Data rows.
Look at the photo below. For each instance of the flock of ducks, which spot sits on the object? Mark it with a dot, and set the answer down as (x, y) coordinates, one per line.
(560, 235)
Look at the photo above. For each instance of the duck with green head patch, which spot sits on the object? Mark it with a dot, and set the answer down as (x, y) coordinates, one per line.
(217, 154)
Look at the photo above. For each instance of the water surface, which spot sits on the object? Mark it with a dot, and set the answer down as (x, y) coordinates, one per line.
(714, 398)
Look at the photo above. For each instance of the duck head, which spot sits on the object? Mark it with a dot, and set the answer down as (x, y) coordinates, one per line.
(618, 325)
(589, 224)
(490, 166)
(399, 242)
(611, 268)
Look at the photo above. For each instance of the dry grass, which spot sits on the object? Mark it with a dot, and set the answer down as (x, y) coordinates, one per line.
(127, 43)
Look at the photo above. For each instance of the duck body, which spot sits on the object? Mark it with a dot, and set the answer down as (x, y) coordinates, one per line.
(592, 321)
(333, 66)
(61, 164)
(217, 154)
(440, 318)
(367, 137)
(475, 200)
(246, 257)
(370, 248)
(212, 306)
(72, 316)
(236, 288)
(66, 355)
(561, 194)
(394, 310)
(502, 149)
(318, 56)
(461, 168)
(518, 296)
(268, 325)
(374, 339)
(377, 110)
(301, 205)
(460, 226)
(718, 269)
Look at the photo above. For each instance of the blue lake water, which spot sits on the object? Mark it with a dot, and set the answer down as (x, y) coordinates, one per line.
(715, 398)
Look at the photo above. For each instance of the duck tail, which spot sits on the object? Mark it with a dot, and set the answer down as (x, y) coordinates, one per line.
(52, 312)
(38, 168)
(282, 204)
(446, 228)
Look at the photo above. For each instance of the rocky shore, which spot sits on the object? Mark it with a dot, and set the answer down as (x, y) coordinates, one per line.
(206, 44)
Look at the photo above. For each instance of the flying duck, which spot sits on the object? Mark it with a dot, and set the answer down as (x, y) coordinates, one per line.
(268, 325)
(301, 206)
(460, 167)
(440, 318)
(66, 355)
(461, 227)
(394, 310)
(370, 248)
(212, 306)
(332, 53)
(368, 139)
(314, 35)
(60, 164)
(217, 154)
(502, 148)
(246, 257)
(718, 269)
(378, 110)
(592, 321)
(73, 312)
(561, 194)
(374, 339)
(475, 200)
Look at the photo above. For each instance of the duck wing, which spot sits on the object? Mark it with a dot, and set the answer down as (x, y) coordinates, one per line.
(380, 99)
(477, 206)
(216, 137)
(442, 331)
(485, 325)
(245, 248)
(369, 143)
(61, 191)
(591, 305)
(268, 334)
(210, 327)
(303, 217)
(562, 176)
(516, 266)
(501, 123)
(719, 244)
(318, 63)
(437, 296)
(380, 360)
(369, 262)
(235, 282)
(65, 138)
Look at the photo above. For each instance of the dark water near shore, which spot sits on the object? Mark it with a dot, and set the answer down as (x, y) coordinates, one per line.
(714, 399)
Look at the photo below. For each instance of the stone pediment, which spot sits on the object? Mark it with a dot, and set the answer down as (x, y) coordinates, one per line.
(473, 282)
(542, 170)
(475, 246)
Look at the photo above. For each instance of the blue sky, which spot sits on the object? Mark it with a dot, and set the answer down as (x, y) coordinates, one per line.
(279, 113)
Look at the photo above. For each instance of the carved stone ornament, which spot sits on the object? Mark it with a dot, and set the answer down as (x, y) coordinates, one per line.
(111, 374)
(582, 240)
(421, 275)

TASK REQUIREMENTS.
Please give the rows again from the line containing "Look at the photo above. For each instance of the carved" through the end of the rows, both ends included, and change "ornament" to "relief" with everything else left as it is.

SOLUTION FOR THIS PROBLEM.
Look at the photo above. For each instance of the carved stone relief, which spot sits on the object? Mark it with a dot, and set the answer down as (x, y) coordinates, one per line.
(111, 374)
(582, 240)
(421, 275)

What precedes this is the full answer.